## REQUIREMENT
Resume the management's discussion and analysis excerpt from the Solar Power, Inc. quarterly report below, writing on from its last sentence. Treat only that text as the passage to extend, not the records.

## GIVEN TEXT
┌──
MANAGEMENT’S DISCUSSION AND ANALYSIS OF FINANCIAL CONDITON AND RESULTS OF OPERATIONS
Factors That May Affect Future Results
     This Current Report on Form 10-Q and other written reports and oral statements made from time to time by the Company may contain so-called “forward-looking statements,” all of which are subject to risks and uncertainties. One can identify these forward-looking statements by their use of words such as “expects,” “plans,” “will,” “estimates,” “forecasts,” “projects” and other words of similar meaning. One can identify them by the fact that they do not relate strictly to historical or current facts. These statements are likely to address the Company’s growth strategy, financial results and product and development programs. One must carefully consider any such statement and should understand that many factors could cause actual results to differ from the Company’s forward-looking statements. These factors include inaccurate assumptions and a broad variety of other risks and uncertainties, including some that are known and some that are not. No forward-looking statement can be guaranteed and actual future results may vary materially. The Company does not assume the obligation to update any forward-looking statement. One should carefully evaluate such statements in light of factors described in the Company’s filings with the SEC, especially on Forms 10-KSB. In various filings the Company has identified important factors that could cause actual results to differ from expected or historic results. One should understand that it is not possible to predict or identify all such factors. Consequently, the reader should not consider any such list to be a complete list of all potential risks or uncertainties.
     The following discussion is presented on a consolidated basis, and analyzes our financial condition and results of operations for the three months ended March 31, 2008 and 2007.
     Unless the context indicates or suggests otherwise reference to “we”, “our”, “us” and the “Company” in this section refers to the consolidated operations of Solar Power, Inc. and its subsidiaries.
└──
## INFORMATION GIVEN
┌──
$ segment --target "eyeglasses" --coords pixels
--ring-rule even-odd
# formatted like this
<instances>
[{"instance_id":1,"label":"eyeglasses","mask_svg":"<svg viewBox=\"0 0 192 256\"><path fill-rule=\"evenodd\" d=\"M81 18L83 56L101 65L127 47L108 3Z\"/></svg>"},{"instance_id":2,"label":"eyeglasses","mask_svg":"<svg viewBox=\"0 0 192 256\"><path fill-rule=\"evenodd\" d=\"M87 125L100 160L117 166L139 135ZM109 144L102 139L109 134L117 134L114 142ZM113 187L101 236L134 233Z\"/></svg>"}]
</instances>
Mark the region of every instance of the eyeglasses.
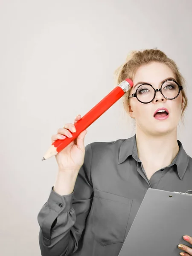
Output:
<instances>
[{"instance_id":1,"label":"eyeglasses","mask_svg":"<svg viewBox=\"0 0 192 256\"><path fill-rule=\"evenodd\" d=\"M135 93L131 94L129 98L136 97L142 103L149 103L155 98L156 93L160 92L162 95L167 99L174 99L177 98L183 89L174 80L168 79L164 81L160 89L155 89L150 84L143 84L139 86Z\"/></svg>"}]
</instances>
└──
## ANSWER FOR THIS EXERCISE
Overview
     We are a solar power company that is also currently engaged in manufacturing and selling cable, wire and mechanical assemblies, in designing, distributing and installing complete photovoltaic systems for industrial, commercial and residential facilities located primarily in the United States and manufacturing photovoltaic modules, utilizing both Monocrystalline and Multicrystalline silicone, in our factory in Shenzhen, PRC. Currently, the factory utilizes approximately fifty percent of its capacity. The remaining un-utilized capacity is being reserved for photovoltaic module and balance of system expansion.
     We bring our solar power products to market by utilizing strategic company-owned store operations and intend to establish a national franchise network. We opened our first Company-owned energy outlet in Northern California in October 2007. Company-owned store operations market, sell and install our products within a locally defined geographic area.
     Outside of Company-owned store operations, we intend to work with franchisee partners who will have exclusive geographical territories. Each franchise partner will establish retail operations in a defined geographic area to market, sell and install photovoltaic systems. In March 2008, the Company entered into its first two franchise sale agreements.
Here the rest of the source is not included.